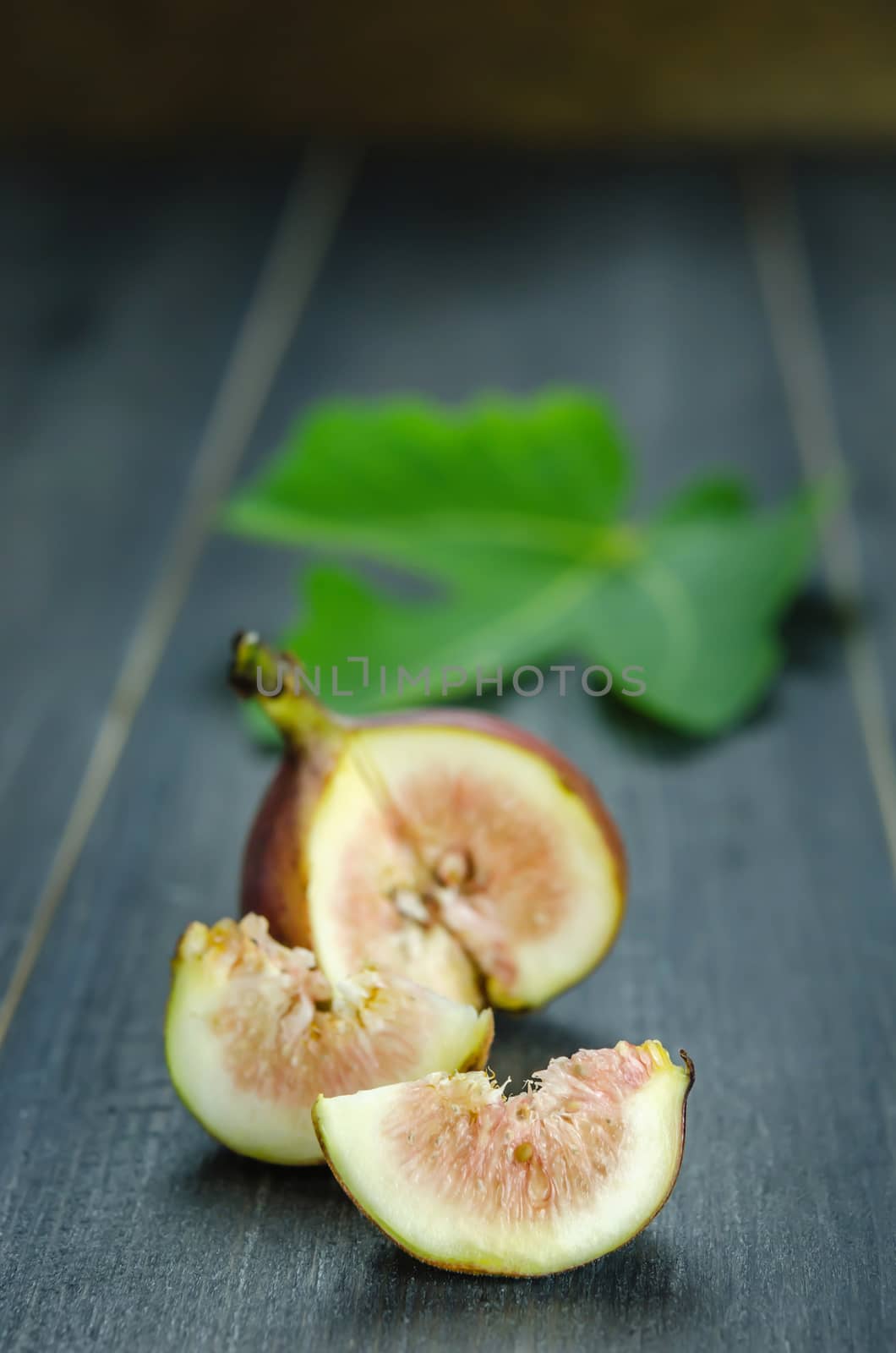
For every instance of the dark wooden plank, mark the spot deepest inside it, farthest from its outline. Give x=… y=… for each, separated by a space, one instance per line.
x=123 y=290
x=761 y=927
x=849 y=221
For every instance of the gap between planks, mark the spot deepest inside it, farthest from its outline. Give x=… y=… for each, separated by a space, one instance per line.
x=292 y=263
x=788 y=297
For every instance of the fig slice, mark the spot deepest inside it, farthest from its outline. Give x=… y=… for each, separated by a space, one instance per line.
x=254 y=1033
x=465 y=1179
x=440 y=843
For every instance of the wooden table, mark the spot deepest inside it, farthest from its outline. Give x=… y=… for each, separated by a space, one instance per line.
x=160 y=326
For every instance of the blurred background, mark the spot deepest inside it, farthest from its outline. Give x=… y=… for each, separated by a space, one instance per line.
x=515 y=71
x=214 y=214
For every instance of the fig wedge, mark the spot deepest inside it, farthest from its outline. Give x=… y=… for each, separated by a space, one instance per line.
x=254 y=1033
x=440 y=843
x=465 y=1179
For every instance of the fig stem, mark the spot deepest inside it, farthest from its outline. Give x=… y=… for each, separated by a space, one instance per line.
x=274 y=681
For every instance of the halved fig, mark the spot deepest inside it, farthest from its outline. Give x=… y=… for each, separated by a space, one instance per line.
x=444 y=845
x=465 y=1179
x=254 y=1033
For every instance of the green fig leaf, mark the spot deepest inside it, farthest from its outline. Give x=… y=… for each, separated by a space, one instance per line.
x=512 y=512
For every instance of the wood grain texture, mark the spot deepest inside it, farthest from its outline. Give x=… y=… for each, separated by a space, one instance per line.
x=849 y=221
x=115 y=282
x=762 y=917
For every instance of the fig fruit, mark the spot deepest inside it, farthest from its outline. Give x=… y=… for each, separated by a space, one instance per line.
x=254 y=1033
x=440 y=843
x=465 y=1179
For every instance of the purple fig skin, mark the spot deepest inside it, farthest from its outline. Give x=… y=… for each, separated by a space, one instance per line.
x=274 y=877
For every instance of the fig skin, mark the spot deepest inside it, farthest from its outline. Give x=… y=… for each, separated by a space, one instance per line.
x=274 y=877
x=447 y=1265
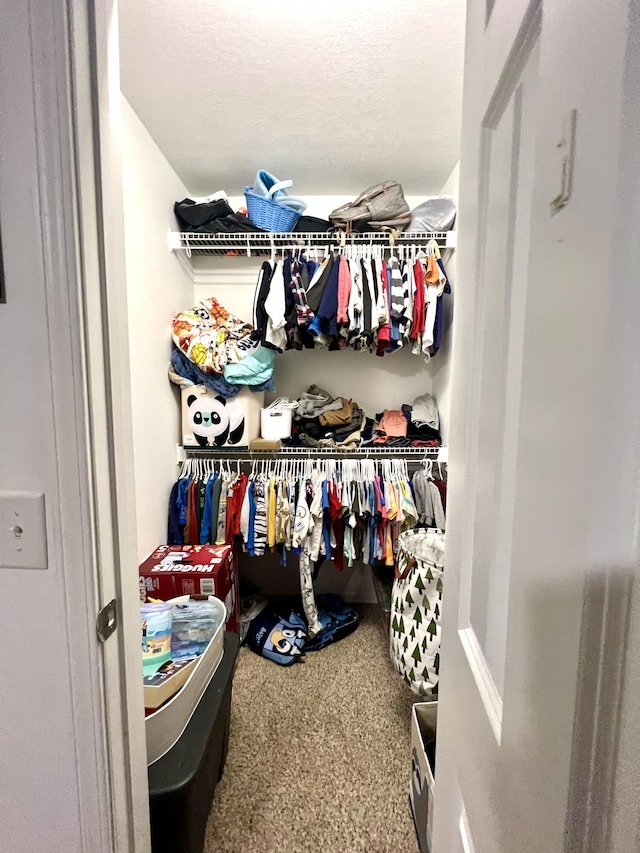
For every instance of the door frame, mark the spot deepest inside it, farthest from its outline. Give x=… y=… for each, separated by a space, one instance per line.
x=75 y=70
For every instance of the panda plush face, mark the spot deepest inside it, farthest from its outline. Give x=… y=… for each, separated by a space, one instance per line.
x=214 y=421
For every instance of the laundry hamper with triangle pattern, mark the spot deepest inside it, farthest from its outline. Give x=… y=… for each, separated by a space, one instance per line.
x=416 y=610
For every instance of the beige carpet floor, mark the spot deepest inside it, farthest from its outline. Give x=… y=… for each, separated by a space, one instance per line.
x=319 y=756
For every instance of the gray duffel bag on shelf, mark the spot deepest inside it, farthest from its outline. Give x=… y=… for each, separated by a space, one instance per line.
x=382 y=207
x=416 y=610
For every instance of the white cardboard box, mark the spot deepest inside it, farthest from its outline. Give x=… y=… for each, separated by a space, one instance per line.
x=424 y=721
x=209 y=420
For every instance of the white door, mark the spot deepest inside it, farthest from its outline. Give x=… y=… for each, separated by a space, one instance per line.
x=538 y=510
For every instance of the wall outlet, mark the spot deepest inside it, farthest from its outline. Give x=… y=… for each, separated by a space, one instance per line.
x=23 y=531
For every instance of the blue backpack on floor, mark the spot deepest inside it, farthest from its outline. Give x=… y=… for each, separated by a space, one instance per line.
x=279 y=632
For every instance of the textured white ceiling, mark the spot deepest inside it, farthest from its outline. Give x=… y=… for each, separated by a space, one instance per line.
x=335 y=94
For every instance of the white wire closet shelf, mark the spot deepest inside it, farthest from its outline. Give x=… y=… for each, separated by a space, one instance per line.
x=412 y=454
x=263 y=242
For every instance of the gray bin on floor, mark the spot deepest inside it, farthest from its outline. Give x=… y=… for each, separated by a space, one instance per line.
x=424 y=722
x=183 y=781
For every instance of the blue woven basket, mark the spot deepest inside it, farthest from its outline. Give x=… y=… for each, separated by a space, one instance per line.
x=270 y=215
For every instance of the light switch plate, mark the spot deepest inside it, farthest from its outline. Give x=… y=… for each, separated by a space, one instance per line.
x=23 y=531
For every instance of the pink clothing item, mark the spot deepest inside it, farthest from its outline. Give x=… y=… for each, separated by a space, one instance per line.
x=384 y=331
x=393 y=423
x=344 y=290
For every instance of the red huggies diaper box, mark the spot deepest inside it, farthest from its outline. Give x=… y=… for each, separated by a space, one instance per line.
x=173 y=570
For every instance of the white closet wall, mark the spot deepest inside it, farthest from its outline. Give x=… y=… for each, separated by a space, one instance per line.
x=441 y=366
x=160 y=284
x=158 y=287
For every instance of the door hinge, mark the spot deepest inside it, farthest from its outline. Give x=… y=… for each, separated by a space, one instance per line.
x=107 y=621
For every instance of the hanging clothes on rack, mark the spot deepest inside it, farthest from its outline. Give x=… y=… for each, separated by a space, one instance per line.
x=344 y=511
x=356 y=297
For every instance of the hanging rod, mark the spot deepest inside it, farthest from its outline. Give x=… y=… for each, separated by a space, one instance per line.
x=263 y=242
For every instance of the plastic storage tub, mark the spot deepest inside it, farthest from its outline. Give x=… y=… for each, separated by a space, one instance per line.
x=165 y=725
x=275 y=420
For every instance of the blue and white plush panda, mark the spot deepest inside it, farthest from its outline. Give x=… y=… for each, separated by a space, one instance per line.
x=214 y=420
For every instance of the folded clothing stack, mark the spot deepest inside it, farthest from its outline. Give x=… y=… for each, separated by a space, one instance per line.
x=324 y=421
x=216 y=349
x=416 y=425
x=212 y=215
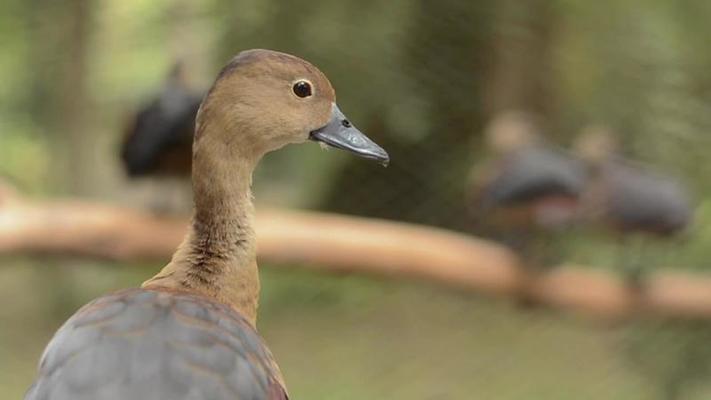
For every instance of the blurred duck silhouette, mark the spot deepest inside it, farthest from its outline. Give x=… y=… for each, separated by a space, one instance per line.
x=529 y=191
x=160 y=136
x=630 y=199
x=158 y=142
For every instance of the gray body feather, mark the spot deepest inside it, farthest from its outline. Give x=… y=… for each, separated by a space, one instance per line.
x=144 y=344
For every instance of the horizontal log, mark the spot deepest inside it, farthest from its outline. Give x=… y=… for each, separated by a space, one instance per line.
x=340 y=243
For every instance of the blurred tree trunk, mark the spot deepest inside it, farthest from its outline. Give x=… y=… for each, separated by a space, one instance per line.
x=521 y=72
x=446 y=63
x=59 y=56
x=466 y=61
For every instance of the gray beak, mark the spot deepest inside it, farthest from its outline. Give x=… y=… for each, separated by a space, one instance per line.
x=341 y=134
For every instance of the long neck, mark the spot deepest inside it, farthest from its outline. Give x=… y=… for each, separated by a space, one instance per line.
x=217 y=258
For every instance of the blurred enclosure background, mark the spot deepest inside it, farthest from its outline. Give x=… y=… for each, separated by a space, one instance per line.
x=422 y=78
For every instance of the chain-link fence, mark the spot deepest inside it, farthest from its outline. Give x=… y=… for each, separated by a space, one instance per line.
x=423 y=79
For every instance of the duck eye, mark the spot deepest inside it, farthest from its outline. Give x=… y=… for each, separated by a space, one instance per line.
x=302 y=89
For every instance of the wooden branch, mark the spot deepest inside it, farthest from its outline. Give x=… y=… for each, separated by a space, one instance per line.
x=350 y=244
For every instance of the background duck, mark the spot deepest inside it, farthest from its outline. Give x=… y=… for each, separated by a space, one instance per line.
x=189 y=332
x=631 y=199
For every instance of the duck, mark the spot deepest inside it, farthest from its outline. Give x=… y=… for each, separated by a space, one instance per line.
x=630 y=199
x=189 y=332
x=158 y=140
x=529 y=190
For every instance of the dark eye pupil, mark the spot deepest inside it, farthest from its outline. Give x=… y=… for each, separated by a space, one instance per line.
x=302 y=89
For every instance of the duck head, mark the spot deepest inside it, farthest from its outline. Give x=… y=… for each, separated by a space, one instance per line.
x=263 y=100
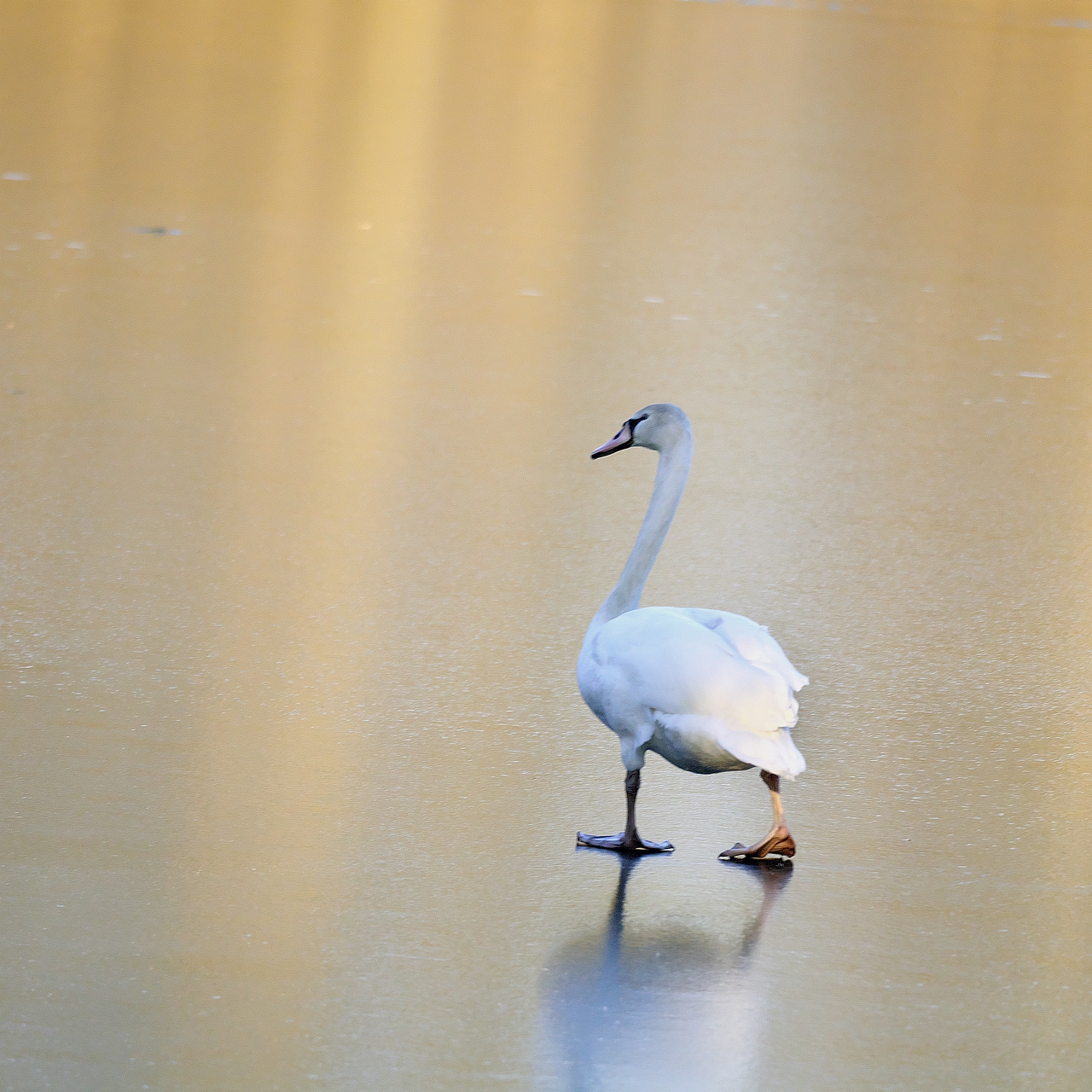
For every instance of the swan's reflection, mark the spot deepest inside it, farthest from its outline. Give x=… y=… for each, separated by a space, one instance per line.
x=675 y=1009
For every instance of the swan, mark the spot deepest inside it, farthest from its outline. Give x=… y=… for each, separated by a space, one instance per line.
x=708 y=690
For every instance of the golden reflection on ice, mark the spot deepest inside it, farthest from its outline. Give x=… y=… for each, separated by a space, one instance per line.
x=301 y=534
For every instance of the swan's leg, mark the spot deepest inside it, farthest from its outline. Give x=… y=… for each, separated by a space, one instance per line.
x=778 y=841
x=628 y=841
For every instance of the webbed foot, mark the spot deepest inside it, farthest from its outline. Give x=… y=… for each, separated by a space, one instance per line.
x=779 y=841
x=623 y=843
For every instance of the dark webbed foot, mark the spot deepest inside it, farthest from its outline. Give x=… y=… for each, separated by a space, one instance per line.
x=629 y=841
x=623 y=843
x=778 y=842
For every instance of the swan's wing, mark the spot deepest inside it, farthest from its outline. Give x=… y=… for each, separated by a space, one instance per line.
x=749 y=640
x=662 y=659
x=661 y=665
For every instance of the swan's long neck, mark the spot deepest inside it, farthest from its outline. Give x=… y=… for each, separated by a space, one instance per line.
x=671 y=482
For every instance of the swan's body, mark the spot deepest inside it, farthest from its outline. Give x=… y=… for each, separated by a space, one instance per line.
x=708 y=690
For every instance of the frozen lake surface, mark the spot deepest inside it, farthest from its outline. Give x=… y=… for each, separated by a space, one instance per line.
x=311 y=315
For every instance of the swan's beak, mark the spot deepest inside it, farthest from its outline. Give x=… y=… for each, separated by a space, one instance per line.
x=621 y=440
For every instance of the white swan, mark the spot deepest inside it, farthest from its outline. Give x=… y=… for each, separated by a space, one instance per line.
x=708 y=690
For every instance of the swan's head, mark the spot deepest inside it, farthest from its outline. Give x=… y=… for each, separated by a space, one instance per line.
x=659 y=427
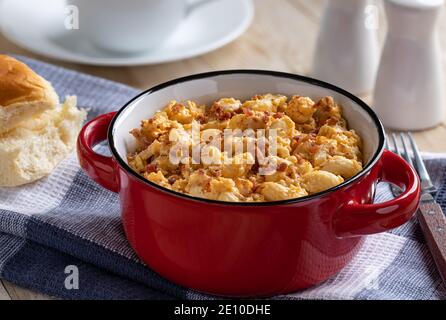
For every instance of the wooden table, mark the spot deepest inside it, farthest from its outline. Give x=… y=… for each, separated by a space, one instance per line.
x=282 y=37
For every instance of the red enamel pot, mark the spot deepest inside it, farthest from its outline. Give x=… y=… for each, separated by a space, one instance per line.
x=245 y=249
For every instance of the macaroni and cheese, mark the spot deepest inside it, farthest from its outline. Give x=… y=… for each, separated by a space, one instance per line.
x=278 y=148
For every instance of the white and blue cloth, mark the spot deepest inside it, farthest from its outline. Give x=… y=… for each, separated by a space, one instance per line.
x=66 y=219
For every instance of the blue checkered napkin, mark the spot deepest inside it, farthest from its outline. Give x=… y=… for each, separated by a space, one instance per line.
x=67 y=219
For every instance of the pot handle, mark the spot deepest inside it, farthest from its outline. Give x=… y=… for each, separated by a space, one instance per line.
x=98 y=167
x=356 y=219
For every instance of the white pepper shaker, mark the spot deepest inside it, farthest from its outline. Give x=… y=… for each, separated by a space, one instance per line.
x=409 y=91
x=347 y=51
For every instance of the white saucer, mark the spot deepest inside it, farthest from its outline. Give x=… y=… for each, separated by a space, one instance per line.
x=40 y=28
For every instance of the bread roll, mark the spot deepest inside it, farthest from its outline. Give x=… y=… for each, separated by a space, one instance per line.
x=23 y=93
x=34 y=147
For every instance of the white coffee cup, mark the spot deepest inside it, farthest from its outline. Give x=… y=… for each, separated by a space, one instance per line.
x=132 y=25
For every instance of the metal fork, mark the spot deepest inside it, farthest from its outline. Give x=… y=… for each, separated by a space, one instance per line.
x=430 y=215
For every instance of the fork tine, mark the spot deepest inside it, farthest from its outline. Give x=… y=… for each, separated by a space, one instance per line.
x=395 y=144
x=406 y=149
x=421 y=168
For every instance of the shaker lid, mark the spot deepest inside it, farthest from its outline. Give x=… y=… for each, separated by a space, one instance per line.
x=418 y=4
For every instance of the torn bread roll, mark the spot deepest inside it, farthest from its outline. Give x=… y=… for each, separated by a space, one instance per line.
x=23 y=93
x=40 y=137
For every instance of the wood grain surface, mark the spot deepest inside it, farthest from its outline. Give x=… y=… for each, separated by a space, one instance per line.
x=282 y=37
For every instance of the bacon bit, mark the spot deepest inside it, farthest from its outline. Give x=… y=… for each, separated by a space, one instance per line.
x=177 y=107
x=201 y=118
x=331 y=121
x=297 y=138
x=173 y=179
x=220 y=113
x=282 y=167
x=153 y=167
x=207 y=187
x=215 y=172
x=278 y=115
x=248 y=112
x=314 y=149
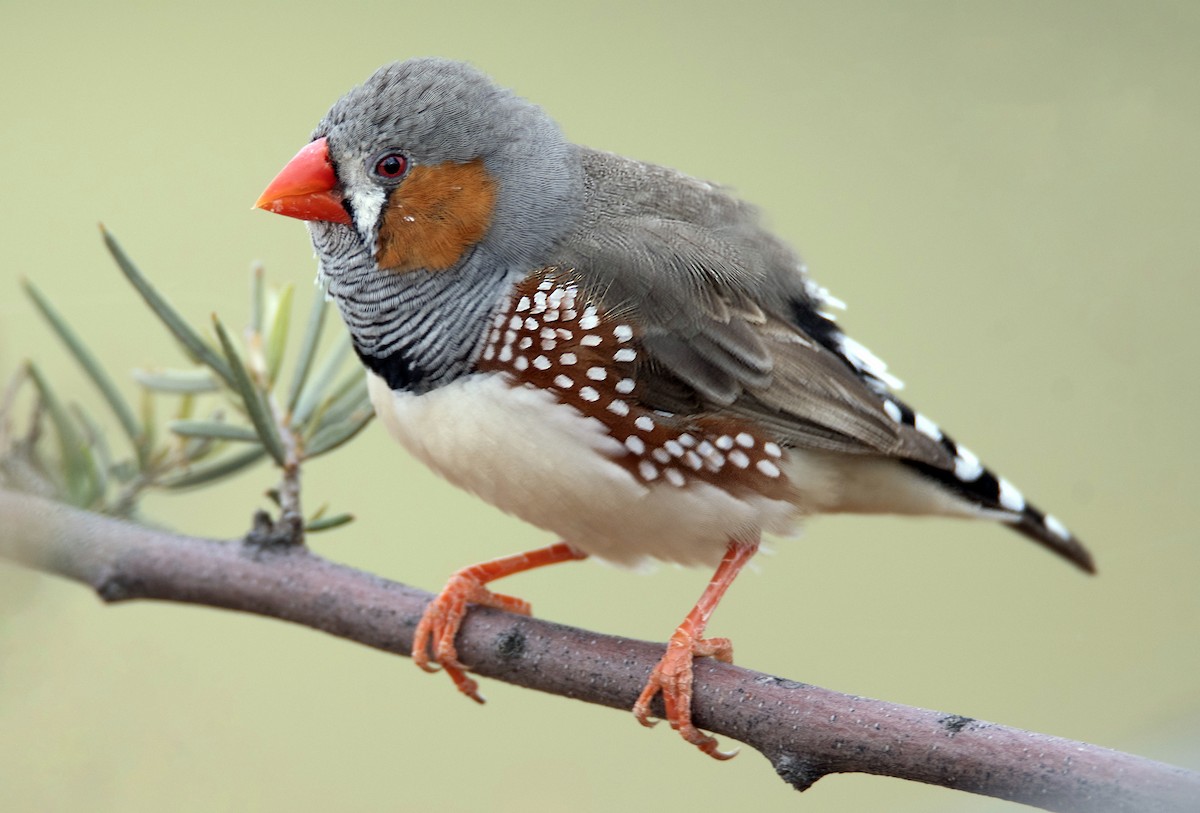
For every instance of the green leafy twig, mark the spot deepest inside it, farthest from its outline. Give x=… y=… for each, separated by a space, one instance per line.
x=313 y=414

▶ PROBLEM DESCRIPTION
In the data above, find the line with "For every instance of the wood grain surface, mark" and repeat it and every line after it through the end, exactly; leave the pictures out.

▶ RESPONSE
For every instance of the wood grain surface, mark the spot deepest inside it, farthest from its outline. Give x=… y=… for each, separated by a space, one instance per line.
x=282 y=37
For every instance of the bacon bit, mark the spot deepest inside it, farthest from its outline. Give x=… y=… for each, separated by a space, one instance per line.
x=177 y=107
x=201 y=118
x=331 y=121
x=297 y=138
x=173 y=179
x=220 y=113
x=282 y=167
x=153 y=167
x=207 y=187
x=215 y=172
x=278 y=115
x=248 y=112
x=314 y=149
For every instance of the green leafy twig, mark the spot deepest inside it, farthest from its outline. Give x=… y=… for each, separated by a space, one instance per line.
x=313 y=414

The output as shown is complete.